> [What you need to do]
All records are to be retyped faithfully and completely.

[Information provided]

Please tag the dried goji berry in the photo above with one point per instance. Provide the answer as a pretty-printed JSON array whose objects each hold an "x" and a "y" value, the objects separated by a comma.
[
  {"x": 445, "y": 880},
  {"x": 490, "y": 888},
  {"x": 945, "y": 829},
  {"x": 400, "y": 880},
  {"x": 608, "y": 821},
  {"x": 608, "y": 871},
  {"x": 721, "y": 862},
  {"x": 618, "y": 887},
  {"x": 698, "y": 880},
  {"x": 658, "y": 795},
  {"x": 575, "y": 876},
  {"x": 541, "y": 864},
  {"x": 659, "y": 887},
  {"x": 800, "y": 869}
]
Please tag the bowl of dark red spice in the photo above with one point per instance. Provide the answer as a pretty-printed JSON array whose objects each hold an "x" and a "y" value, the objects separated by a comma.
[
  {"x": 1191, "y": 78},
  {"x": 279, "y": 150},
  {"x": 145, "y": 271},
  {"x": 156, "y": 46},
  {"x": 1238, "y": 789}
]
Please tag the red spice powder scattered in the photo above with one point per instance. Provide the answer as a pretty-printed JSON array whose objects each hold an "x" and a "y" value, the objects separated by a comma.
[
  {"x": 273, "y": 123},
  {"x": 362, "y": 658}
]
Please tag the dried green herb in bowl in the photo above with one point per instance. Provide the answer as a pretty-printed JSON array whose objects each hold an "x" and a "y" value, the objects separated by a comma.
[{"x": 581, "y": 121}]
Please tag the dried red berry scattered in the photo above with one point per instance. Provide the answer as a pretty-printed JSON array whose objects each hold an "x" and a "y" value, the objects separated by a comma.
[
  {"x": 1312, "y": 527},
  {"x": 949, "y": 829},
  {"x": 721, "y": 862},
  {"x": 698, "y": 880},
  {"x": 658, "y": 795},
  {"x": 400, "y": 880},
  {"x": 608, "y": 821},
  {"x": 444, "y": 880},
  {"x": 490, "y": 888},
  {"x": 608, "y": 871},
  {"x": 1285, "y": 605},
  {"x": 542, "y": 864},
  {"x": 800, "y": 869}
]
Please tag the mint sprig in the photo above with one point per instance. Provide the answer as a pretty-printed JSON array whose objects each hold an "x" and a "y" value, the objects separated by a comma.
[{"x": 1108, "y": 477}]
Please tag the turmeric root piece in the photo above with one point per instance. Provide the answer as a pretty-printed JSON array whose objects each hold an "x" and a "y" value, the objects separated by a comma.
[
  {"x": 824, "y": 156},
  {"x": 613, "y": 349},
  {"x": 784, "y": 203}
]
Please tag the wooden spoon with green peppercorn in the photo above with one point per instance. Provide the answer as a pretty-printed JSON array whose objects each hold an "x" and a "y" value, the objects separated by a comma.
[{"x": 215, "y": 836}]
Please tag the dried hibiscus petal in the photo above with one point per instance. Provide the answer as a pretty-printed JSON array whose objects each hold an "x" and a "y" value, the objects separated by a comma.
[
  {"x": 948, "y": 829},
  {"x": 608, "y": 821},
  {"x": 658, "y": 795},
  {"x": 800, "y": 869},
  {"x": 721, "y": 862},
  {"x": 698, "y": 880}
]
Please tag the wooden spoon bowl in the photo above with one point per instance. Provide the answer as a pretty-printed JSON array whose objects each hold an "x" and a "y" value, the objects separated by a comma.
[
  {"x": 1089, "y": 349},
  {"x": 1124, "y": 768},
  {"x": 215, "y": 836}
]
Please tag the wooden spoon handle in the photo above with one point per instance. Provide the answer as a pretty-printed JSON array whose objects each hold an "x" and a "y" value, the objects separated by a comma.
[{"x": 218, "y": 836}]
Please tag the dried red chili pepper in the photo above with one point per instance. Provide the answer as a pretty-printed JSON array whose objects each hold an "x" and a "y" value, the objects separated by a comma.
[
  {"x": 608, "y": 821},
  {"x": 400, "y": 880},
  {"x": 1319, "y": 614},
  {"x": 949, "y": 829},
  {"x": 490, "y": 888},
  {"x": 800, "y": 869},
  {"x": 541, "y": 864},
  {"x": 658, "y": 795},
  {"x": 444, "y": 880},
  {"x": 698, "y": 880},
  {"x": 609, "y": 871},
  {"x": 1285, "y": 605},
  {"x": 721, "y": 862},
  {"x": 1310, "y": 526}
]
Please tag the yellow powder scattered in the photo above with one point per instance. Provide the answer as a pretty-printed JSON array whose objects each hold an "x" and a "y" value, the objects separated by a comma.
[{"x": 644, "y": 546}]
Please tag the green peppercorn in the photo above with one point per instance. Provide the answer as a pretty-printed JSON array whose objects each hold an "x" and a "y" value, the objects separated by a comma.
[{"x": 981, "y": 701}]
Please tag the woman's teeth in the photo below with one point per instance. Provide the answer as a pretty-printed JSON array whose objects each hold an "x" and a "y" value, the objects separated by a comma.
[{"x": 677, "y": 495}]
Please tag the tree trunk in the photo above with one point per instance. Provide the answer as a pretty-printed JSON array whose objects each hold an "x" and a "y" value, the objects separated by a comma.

[/Information provided]

> [Your solution]
Please tag the dried goji berry in the photo above with one point per instance. Provide the answer as a pretty-printed JSON array whose objects each hold an "x" and a "y" value, the objects separated by a comma.
[
  {"x": 445, "y": 880},
  {"x": 490, "y": 888},
  {"x": 945, "y": 829},
  {"x": 400, "y": 880},
  {"x": 608, "y": 821},
  {"x": 608, "y": 871},
  {"x": 721, "y": 862},
  {"x": 618, "y": 887},
  {"x": 698, "y": 880},
  {"x": 658, "y": 795},
  {"x": 575, "y": 876},
  {"x": 541, "y": 864},
  {"x": 659, "y": 887},
  {"x": 800, "y": 869}
]
Please tag the bowl of dark red spice in the photo above with one point per instance. Provide the answer as a pretty-printed JSON array whose objects each hold an "x" and a "y" value, the objects separated by a comma.
[
  {"x": 1191, "y": 78},
  {"x": 279, "y": 150},
  {"x": 145, "y": 271},
  {"x": 156, "y": 46},
  {"x": 1238, "y": 789}
]
Please tag the red spice powder scattered in the photo above with one point per instance. Provide the answer as a pretty-printed JSON array whose objects each hold an "x" and a "y" value, the objects separated by a comma.
[
  {"x": 273, "y": 123},
  {"x": 362, "y": 658}
]
Please tag the dried green herb in bowl in the photo above with one point per instance. Provide the answer as a pretty-printed JSON array whose objects each hold an "x" and a "y" value, the objects separated by a comma.
[{"x": 581, "y": 121}]
Please tag the dried red berry scattered in the photo above with one point per instance. Provide the answer as a pretty-printed JSON array whose objects each hold an "x" and a "y" value, the objects separated by a comma.
[
  {"x": 1312, "y": 527},
  {"x": 949, "y": 829},
  {"x": 721, "y": 862},
  {"x": 698, "y": 880},
  {"x": 658, "y": 795},
  {"x": 400, "y": 880},
  {"x": 608, "y": 821},
  {"x": 444, "y": 880},
  {"x": 490, "y": 888},
  {"x": 608, "y": 871},
  {"x": 1285, "y": 605},
  {"x": 542, "y": 864},
  {"x": 800, "y": 869}
]
Please tag the mint sprig in the photo above with one point per instance. Provide the answer as a pretty-printed JSON array whose objects each hold an "x" and a "y" value, the objects separated by a comma.
[{"x": 1108, "y": 477}]
Please tag the turmeric root piece in the photo above with one point per instance. Provide the answer as a pretty-printed JSON array whose objects each hold an "x" and a "y" value, the objects separated by a comma.
[
  {"x": 824, "y": 156},
  {"x": 613, "y": 349},
  {"x": 784, "y": 203}
]
Please tag the wooden spoon with green peppercorn in the photo above with one point per instance. Provide the answer as a pretty-printed JSON array whose objects each hold an "x" and a "y" value, the objects separated by a comma.
[{"x": 215, "y": 836}]
Please tag the dried hibiscus petal in the photo above with one point per instance. Provide the answer as a pretty-printed JSON array whose objects each hold an "x" and a "y" value, the objects separated by a comma.
[
  {"x": 948, "y": 829},
  {"x": 608, "y": 821},
  {"x": 658, "y": 795},
  {"x": 800, "y": 869},
  {"x": 721, "y": 862},
  {"x": 698, "y": 880}
]
Please tag the wooden spoon bowl in the photo above with one point per instance. Provide the answer as a pretty-printed JSON array whose objects each hold an "x" and a "y" value, the objects separated by a comma.
[
  {"x": 1089, "y": 349},
  {"x": 1124, "y": 768},
  {"x": 215, "y": 836}
]
Please tag the wooden spoon handle in the photo above with one point per instance. Provide the answer as a pretty-printed JSON array whose objects each hold an "x" and a "y" value, the objects separated by a comma.
[{"x": 218, "y": 836}]
Please tag the dried red chili pepper in the photo above with one point per instance. Provide the answer as a pretty-printed JSON array whose objects each hold an "x" and a "y" value, the objects separated by a comma.
[
  {"x": 608, "y": 821},
  {"x": 400, "y": 880},
  {"x": 1319, "y": 614},
  {"x": 949, "y": 829},
  {"x": 490, "y": 888},
  {"x": 800, "y": 869},
  {"x": 541, "y": 864},
  {"x": 658, "y": 795},
  {"x": 444, "y": 880},
  {"x": 698, "y": 880},
  {"x": 609, "y": 871},
  {"x": 1285, "y": 605},
  {"x": 721, "y": 862},
  {"x": 1310, "y": 526}
]
Please tag the yellow powder scattered in the photo above with one point per instance. Provide the answer as a pretty-printed JSON array whose objects each hold an "x" and a "y" value, the objects separated by a comma.
[{"x": 644, "y": 546}]
Please tag the green peppercorn in the photo above with one point per instance. Provide the answer as a pretty-printed JSON array whose objects each hold an "x" and a "y" value, the objects separated by a comma.
[{"x": 981, "y": 701}]
Please tag the woman's teeth in the photo below with one point per instance. Provide the answer as a pretty-printed JSON array whose objects each hold an "x" and a "y" value, the objects separated by a comma.
[{"x": 677, "y": 495}]
Please tag the tree trunk in the photo above with one point per instance. Provide the answer as a pretty-printed JSON array whose objects each hold an "x" and a "y" value, the objects separated by a comma.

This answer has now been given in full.